##### Excerpt #####

‘Lightning’
to strike Cultural Arts Center
Lit Live mounts play based on ‘Frankenstein’ creation
Lit Live mounts play based on ‘Frankenstein’ creation
By Michael
Aushenker
A creation
story about the ultimate creation story marks the latest Lit Live production at
Simi Valley Cultural Arts Center.
“And
Lightning Struck: Mary Shelley and the Curse of Creation,” which runs Feb. 9
through 12, tells the story of how Mary Wollstonecraft Shelley sparked the idea
for her novel, “Frankenstein,” one of literature’s great archetypal stories.
Playwright
Robert Weibezahl wrote the original script for “Lightning,” to be helmed by Simi
resident Austin Robert Miller, a 21-year-old actor making his directorial debut.
‘It’s alive!’
The year is
1831, and Matthews, a visitor from the West, drops by Shelley with a request:
to write the introduction for a new printing of her best-selling 1818 novel,
“Frankenstein, or The Modern Prometheus.” Matthews tells the widow that he is
interested “not the story of the creature itself but the story of how you came
to create it.”
Shelley shares
with the visitor her memories of the strange, stormy night in 1817 when a group
of friends—Shelley, then-husband Percey Shelley, Lord George Byron and John Polidori—tucked
inside an English mansion, engaged in a contest to come up with the best ghost
story. Not a spoiler, but as suggested by the play’s title (not to mention
history!), Mary Shelley won the gambit by a longshot.

##### Given entries #####

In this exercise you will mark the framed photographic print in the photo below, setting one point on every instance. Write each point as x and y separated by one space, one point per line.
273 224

#####
##### Given entries #####

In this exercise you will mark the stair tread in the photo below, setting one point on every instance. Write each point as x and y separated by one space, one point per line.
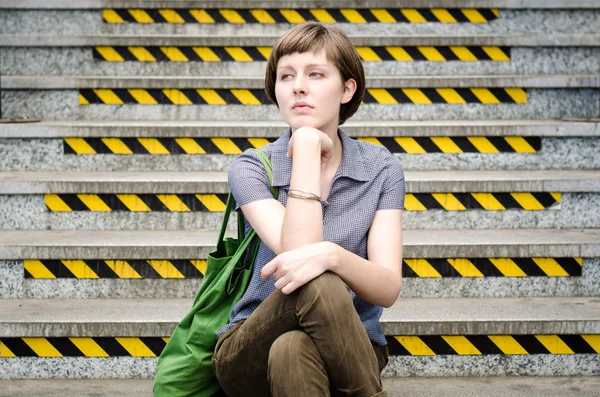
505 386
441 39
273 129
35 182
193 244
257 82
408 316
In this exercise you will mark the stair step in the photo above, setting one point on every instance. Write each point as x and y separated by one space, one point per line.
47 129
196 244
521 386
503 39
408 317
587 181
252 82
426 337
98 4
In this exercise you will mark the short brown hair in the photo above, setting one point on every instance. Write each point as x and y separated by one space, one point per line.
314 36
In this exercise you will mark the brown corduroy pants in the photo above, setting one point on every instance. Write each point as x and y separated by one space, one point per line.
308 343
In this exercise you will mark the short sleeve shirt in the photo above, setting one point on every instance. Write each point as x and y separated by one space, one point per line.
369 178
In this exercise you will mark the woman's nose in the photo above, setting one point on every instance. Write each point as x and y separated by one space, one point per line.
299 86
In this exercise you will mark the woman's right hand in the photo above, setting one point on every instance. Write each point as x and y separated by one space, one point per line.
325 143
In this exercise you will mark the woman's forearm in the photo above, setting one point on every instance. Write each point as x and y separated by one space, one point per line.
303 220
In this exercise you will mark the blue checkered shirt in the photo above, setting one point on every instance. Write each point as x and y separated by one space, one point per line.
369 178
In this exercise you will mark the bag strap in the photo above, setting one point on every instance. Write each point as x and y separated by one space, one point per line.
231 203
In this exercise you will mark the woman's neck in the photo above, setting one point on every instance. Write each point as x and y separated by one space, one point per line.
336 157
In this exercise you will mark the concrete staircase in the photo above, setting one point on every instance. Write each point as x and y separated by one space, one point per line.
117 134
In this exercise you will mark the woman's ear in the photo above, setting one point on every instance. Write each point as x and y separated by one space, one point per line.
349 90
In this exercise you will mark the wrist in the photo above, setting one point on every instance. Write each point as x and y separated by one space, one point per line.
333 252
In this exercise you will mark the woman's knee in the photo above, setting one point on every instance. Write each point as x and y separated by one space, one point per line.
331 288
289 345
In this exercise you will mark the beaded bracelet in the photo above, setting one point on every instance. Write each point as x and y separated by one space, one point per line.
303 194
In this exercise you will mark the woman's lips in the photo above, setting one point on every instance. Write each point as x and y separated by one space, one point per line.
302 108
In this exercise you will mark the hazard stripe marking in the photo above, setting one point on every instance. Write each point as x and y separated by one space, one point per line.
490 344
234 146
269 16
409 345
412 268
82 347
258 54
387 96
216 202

#####

**Exercise requirements:**
1. Print the Lit Live article word for word, everything from "Shelley shares" down to "by a longshot.".
2. List the friends the Lit Live article places inside the English mansion on the stormy night in 1817.

**Response list:**
1.
Shelley shares
with the visitor her memories of the strange, stormy night in 1817 when a group
of friends—Shelley, then-husband Percey Shelley, Lord George Byron and John Polidori—tucked
inside an English mansion, engaged in a contest to come up with the best ghost
story. Not a spoiler, but as suggested by the play’s title (not to mention
history!), Mary Shelley won the gambit by a longshot.

2.
Mary Shelley
Percey Shelley
Lord George Byron
John Polidori